## Task requirements
- a) Check each statement against the Aso Volcano Museum text. (i) The museum was established in 1982 by the former Aso Town. (ii) The facility installed three cameras at the crater. (iii) In March 2004, the museum was transferred to Kumamoto Prefecture. Answer yes or no for each, and quote the deciding words.
- b) Reproduce the part of the Aso Volcano Museum text between "Japanese museum near" and "volcano in Japan.", inclusive.

-- Supplied passage follows --

Japanese museum near Mount Aso

The Aso Volcano Museum (阿蘇火山博物館, Aso-kazan Hakubutsukan) is a geology museum located Kusasenri, of the city of Aso, Kumamoto Prefecture. It is near Mount Aso, the largest active volcano in Japan.

Visitors can view a live video feed from inside Nakadake crater.

==History==
This facility was established in 1982 by the former Aso Town as part of efforts to revitalize tourism at Mount Aso. As Mount Aso is one of Japan's most active volcanoes, access to the crater is sometimes restricted, or the crater cannot be viewed due to bad weather. The museum is intended as a facility where visitors can learn more about the mountain at any time. In addition to permanent displays of volcano-related topics (lava, etc.), the facility also installed two cameras at the crater, allowing visitors to observe the current crater conditions in real time, and the sounds of the crater can also be heard at the same time, making for a more realistic and academic crater tour. In March 2004, the museum was transferred to private local company Aso Pharmaceutical.

-- Supplied passage concluded --
-- Supplied information follows --

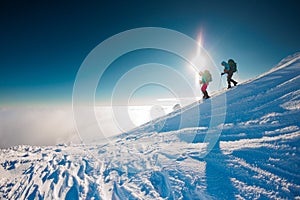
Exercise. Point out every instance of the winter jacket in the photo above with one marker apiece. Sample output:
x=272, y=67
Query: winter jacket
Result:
x=226, y=66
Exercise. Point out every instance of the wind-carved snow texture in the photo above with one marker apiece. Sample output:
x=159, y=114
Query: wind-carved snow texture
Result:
x=256, y=157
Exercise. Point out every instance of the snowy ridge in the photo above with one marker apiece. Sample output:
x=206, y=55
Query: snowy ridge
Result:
x=257, y=155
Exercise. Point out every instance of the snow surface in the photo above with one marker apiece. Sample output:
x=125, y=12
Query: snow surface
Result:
x=257, y=155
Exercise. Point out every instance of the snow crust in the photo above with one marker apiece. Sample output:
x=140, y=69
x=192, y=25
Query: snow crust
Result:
x=257, y=155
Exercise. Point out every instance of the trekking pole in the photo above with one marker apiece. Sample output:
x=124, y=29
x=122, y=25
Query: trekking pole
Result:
x=220, y=82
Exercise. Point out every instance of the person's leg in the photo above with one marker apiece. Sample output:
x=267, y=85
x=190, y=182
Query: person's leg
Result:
x=203, y=89
x=229, y=79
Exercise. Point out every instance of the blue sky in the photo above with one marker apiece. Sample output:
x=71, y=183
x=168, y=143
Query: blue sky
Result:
x=43, y=43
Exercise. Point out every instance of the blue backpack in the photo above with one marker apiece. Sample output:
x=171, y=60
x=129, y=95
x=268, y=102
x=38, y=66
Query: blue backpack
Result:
x=232, y=65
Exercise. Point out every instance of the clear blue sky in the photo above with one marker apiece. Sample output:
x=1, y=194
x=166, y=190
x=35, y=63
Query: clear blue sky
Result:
x=43, y=43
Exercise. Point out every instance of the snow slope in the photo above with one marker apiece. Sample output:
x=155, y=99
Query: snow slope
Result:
x=257, y=155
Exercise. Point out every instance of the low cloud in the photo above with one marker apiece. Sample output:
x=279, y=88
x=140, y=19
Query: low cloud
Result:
x=36, y=126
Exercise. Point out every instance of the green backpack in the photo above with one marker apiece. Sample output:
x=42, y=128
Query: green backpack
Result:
x=232, y=65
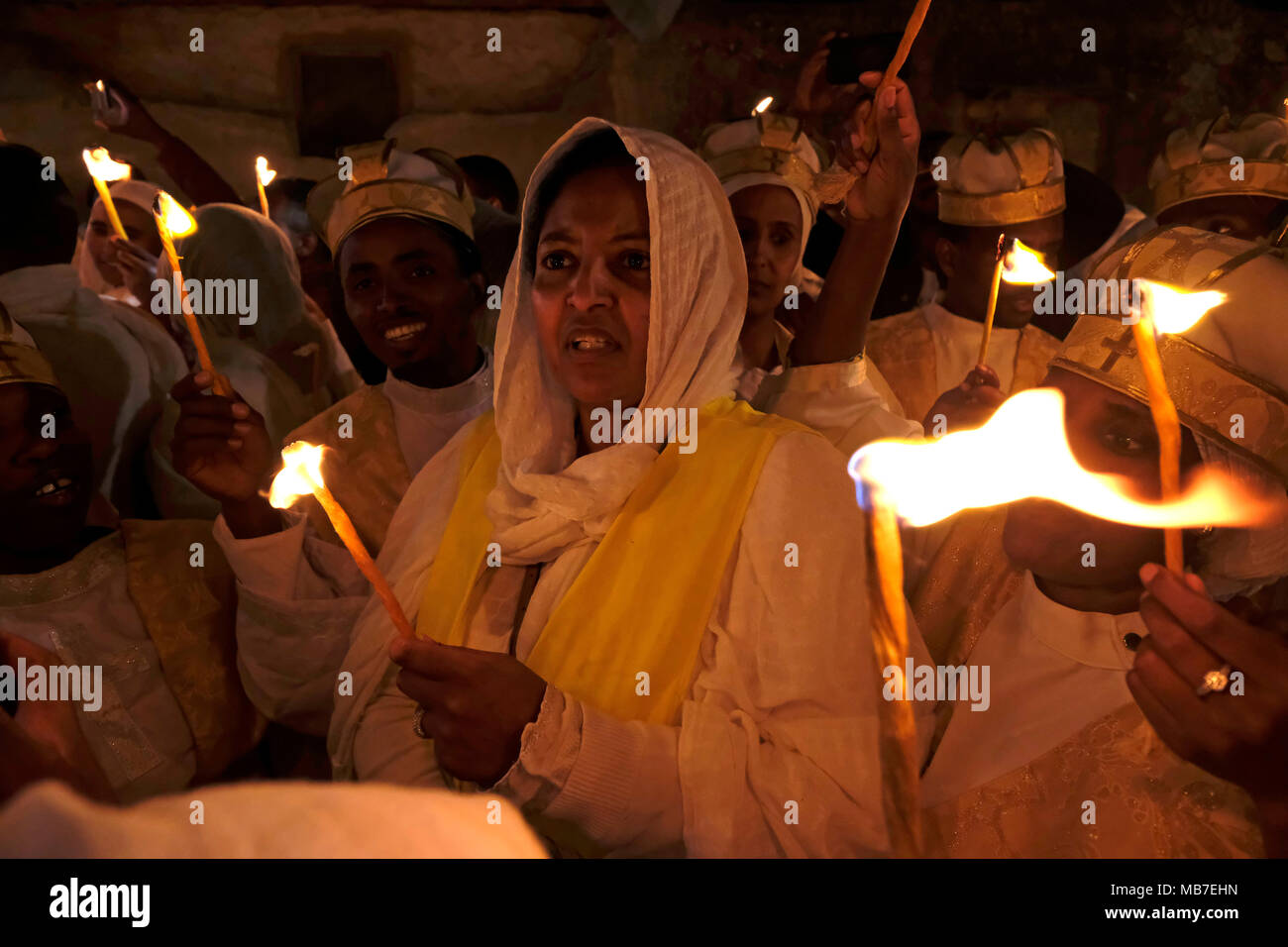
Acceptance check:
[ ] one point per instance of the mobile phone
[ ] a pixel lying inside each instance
(849, 56)
(110, 108)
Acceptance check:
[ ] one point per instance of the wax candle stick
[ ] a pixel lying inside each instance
(890, 641)
(103, 169)
(263, 178)
(172, 221)
(301, 474)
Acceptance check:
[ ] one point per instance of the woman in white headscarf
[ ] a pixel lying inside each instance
(800, 350)
(262, 338)
(649, 652)
(115, 268)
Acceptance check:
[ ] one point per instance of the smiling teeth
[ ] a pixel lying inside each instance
(403, 331)
(60, 483)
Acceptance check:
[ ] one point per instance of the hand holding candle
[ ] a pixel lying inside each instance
(301, 474)
(263, 178)
(103, 169)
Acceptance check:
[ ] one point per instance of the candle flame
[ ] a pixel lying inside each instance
(172, 217)
(1024, 264)
(102, 166)
(1022, 453)
(301, 471)
(1172, 309)
(265, 171)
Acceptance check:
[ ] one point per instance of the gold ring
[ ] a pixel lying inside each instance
(1214, 682)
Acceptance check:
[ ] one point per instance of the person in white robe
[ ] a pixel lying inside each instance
(745, 753)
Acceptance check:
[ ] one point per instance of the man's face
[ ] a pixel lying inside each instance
(969, 268)
(406, 295)
(590, 290)
(140, 227)
(1109, 433)
(1237, 215)
(47, 483)
(769, 223)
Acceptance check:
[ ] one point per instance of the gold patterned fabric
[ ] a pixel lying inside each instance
(1147, 801)
(189, 612)
(374, 474)
(1228, 372)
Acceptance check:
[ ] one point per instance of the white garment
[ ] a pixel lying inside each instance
(1052, 671)
(104, 361)
(267, 819)
(957, 348)
(82, 612)
(425, 419)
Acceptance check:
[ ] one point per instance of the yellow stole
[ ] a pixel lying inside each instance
(189, 615)
(374, 475)
(1149, 802)
(644, 598)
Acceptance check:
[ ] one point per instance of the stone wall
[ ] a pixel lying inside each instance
(977, 62)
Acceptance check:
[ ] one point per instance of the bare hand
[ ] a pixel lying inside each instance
(220, 445)
(1243, 737)
(885, 178)
(969, 405)
(43, 740)
(477, 703)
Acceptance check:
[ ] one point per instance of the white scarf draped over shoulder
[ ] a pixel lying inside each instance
(548, 500)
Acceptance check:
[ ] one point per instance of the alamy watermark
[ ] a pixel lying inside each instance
(237, 298)
(649, 425)
(81, 684)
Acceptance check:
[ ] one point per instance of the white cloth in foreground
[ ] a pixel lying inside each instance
(784, 702)
(1052, 671)
(112, 363)
(267, 819)
(81, 611)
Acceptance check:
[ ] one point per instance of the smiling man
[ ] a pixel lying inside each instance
(408, 268)
(987, 187)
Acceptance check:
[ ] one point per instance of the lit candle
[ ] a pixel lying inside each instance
(172, 221)
(1019, 265)
(263, 178)
(103, 169)
(890, 642)
(1167, 309)
(301, 474)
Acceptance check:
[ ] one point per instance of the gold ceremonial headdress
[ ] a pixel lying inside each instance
(993, 182)
(1199, 161)
(756, 151)
(1228, 372)
(390, 183)
(20, 359)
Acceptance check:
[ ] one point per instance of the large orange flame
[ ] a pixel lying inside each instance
(1022, 453)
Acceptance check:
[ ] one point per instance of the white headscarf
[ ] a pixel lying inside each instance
(745, 134)
(548, 499)
(141, 193)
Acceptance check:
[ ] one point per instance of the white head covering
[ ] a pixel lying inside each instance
(141, 193)
(737, 154)
(548, 499)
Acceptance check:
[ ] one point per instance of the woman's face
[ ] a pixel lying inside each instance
(140, 227)
(590, 291)
(1109, 433)
(769, 223)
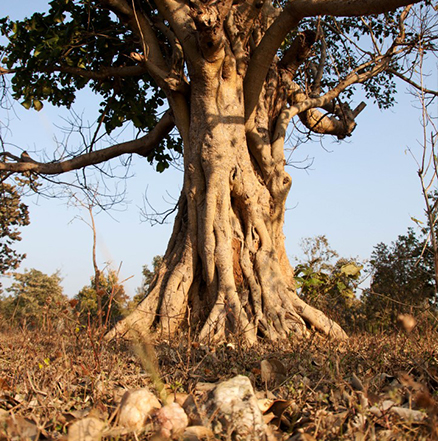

-- Supplied information concluded --

## Task-by-task results
- a)
(i) Yes: "This facility was established in 1982 by the former Aso Town"
(ii) No: "the facility also installed two cameras at the crater"
(iii) No: "In March 2004, the museum was transferred to private local company Aso Pharmaceutical."

- b)
Japanese museum near Mount Aso

The Aso Volcano Museum (阿蘇火山博物館, Aso-kazan Hakubutsukan) is a geology museum located Kusasenri, of the city of Aso, Kumamoto Prefecture. It is near Mount Aso, the largest active volcano in Japan.